Raw listing:
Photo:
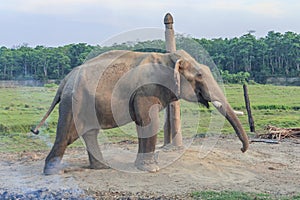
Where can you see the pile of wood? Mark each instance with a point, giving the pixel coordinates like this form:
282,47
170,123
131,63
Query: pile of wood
275,133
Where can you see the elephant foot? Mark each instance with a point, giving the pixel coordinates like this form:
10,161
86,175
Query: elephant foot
146,162
53,167
98,165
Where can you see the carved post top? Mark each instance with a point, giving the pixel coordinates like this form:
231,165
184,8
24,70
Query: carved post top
168,21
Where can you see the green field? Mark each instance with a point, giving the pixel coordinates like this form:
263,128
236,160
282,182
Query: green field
22,108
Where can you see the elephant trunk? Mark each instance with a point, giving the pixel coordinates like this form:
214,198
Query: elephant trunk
226,110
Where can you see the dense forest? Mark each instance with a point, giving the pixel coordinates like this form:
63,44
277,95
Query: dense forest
275,55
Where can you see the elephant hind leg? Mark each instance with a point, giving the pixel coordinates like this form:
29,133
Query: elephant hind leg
66,134
93,150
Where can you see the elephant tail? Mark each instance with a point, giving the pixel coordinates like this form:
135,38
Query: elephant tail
55,101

▶ **TASK OBJECTIVE**
Could you reproduce every line of the listing above word for word, omitting the picture?

▶ **ANSWER TO THIS EXERCISE**
Photo:
Where can you see the pile of wood? Mark each instance with a point, giving the pixel coordinates like this form:
282,47
170,123
131,63
Query: pile of wood
275,133
Where can you see the elephant foot? Mark each instance with a point, giving the pixel coordinates like this form:
10,161
86,175
Query: elephant foot
146,162
53,167
98,165
Where can you see the carved post top? Mark each instance with a point, giving the pixel coordinates like this form:
231,165
184,8
24,70
Query: carved post top
168,21
Where can you see the green field? Mark each instance with a point, giving the pixel coordinates like this form:
263,128
236,160
282,182
Query: green field
22,108
Where can you see the elephant trunk? Mark each instance with a point, giving the pixel coordinates like this form:
214,198
Query: elephant trunk
226,110
Where can you see the dense forest? Mark each instance with a point, giving the pixel coordinates like this form:
63,44
277,95
Query: dense forest
275,55
Where can you see the elephant hind leg? Mark each instance with a point, giving the pixel coordinates like this form:
29,133
Query: elephant hind leg
66,134
93,150
Where can you see the elephant tail? Mark each instance with a point, giving the pixel coordinates like this form:
135,38
Query: elephant tail
55,101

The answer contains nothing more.